VORLIEGENDER TEXT =
###

Aus Erfahrung und durch Jahrelange teilnahme im richtigen Steam Forum, weiss ich von einem Valve Mitarbeiter das der deutsche Support unterbesetzt ist und das seit Jahren. Leider bringt es einem auch nichts auf Englisch an den englischen Support zu schreiben, den das geht trotzdem an den deutschen und man bekommt eine deutsche antwort.  

Auch aus Erfahrung weiss ich das viele ihren Account nicht verifizieren können  Das Steam Forum ist voll mit solchen Leuten die meinen das sie keine Rechnung von einem Steamkauf oder einer Retail (mit Box) aufheben sollten und wundern sich dann das sie ihre Accounts nicht wieder bekommen. 

@TE
Na dann. Im übrigen jedes Mal wenn man auf das Ticket antwortet rutscht man wieder ans Ende der Warteschlange. Das ist die Strafe von Valve für die Leute die keine Geduld haben xD


----------



## haii91 (25. März 2015)

Mein Account wurde seit letzter Woche zum zweiten mal gehackt und ich habe den Account vor langer Zeit verifiziert. Das Eigenartige ist, ich habe nichts gedownloadet, niemand kennt annähernd mein Passwort und ich tausche nicht mal Items.
Ich habe das blöde Gefühl, dass Steamguard nicht richtig funktioniert und warte schon seit Samstag auf eine Antwort vom Support - natürlich mit allen Beweisangaben.


----------



## Shona (27. März 2015)

haii91 schrieb:


> Ich habe das blöde Gefühl, dass Steamguard nicht richtig funktioniert


Würde Steamguard nicht funktionieren dann würde ich nicht nach jedem größeren Firefox Update eine neuen Code bekommen.
Mit SteamGuard ist es ansich unmöglich einen Account zu hacken, außer derjenige hat auch Zugriff auf deine Emailadresse. Somit würde ich mal sagen alle Passwörter ändern und zwar in ein sicheres.

Ein sicheres PW hat folgende merkmale

- Optimale Passwortlänge ist 10 Zeichen (oder mehr)
- Klein- und Großbuchstaben
- Zahlen
- Interpunktions- und Sonderzeichen
- Es sollte keine Leerzeichen, Umlaute oder nicht druckbare Zeichen enthalten (nicht druckbare Zwichen sind z. B.				öäüéàèÖÄÜÉÀÈç)

###

GEGEBENE DATEN =

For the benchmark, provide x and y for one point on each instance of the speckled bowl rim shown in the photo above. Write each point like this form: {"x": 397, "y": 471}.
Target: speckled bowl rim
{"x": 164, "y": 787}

###

DURCHZUFÜHRENDE AUFGABE =
Setzen Sie den Forumsauszug über gehackte Steam-Accounts im Anschluss an seinen letzten Satz fort. Die Daten sind eigenständiges Material und gehören nicht zum Forumsauszug über gehackte Steam-Accounts.

LÖSUNG ZUR ÜBUNG =
- Keine identische Zeichen in Folge
- Keine Zeichenfolgen auf der Tastatur
- Kein ABC- und Zahlenreihen
- Passwort durch Wortliste erleichtert eruierbar
- Keine Zeichen die sich ähnlich sind im gleichen Passwort z. B. O & 0 oder 1 & i oder i & l

Dieser PW Generator murb.com - ICQ-Tools, Programme, Scripts, Wallpapers kann dir so ein PW erstellen und ich kann dir auch sagen das es sicher ist, den ich habe mein PW damit vor 5-6 Jahren erstellt und wurde noch nie gehackt.
Falls du dir deine PW's nicht merken kannst dann KeePass Password Safe nutzen


----------



## turbosnake (27. März 2015)

Wobei ich der Meinung das bei aktiviertem Guard ein so sicheres Passwort nicht unbedingt nötig ist.
Selbst wenn sie deinen Steamnamen und dein Passwort haben brauchen sie immer noch die Daten für deinen Mailaccount.


----------



## Shona (27. März 2015)

turbosnake schrieb:


> Wobei ich der Meinung das bei aktiviertem Guard ein so sicheres Passwort nicht unbedingt nötig ist.


Stimmt schon, aber besser ist es wenn das PW trotzdem sicher ist und vor allem einzigartig. 
Wie ich auch schon geschrieben habe in seinem Fall muss jemand Zugriff auf seinen Mailaccount haben.


----------



## haii91 (28. März 2015)

Ich habe vorsichtshalber die Mail gewechselt. Nur das eigenartige bei dem Hacker Angriff war, dass nichts aus meinem Account entwendet wurde. Er hätte locker mit meinem Steamguthaben einkaufen können. 
Falls er Zugriff auf meine Mail hätte, hätte er auch automatisch Zugriff auf das Paypal Konto usw.
Bei mir hat das jetzt eine gute Woche gedauert bis der Support meinen Account wiederhergestellt hat. In der Zeit habe ich mich in Internetseiten der letzten zwei Jahre belesen und bin überrascht, wie oft das mit dem Accountklau passiert.
Meine Vermutung liegt nahe, dass bei mir der damalige L4D Uncut Patch download Schuld war und ich dadurch Opfer eines Hacker Angriffs wurde. Ist aber nur eine Theorie meinerseits.

EDIT


Shona schrieb:


> Würde Steamguard nicht funktionieren dann würde ich nicht nach jedem größeren Firefox Update eine neuen Code bekommen.
> Mit SteamGuard ist es ansich unmöglich einen Account zu hacken, außer derjenige hat auch Zugriff auf deine Emailadresse. Somit würde ich mal sagen alle Passwörter ändern und zwar in ein sicheres.
> 
> Ein sicheres PW hat folgende merkmale
> ...



Steamguard ist umgehbar - so habe ich es gelesen.


----------



## turbosnake (28. März 2015)

Und wie?


----------



## Shona (28. März 2015)

haii91 schrieb:


> Steamguard ist umgehbar - so habe ich es gelesen.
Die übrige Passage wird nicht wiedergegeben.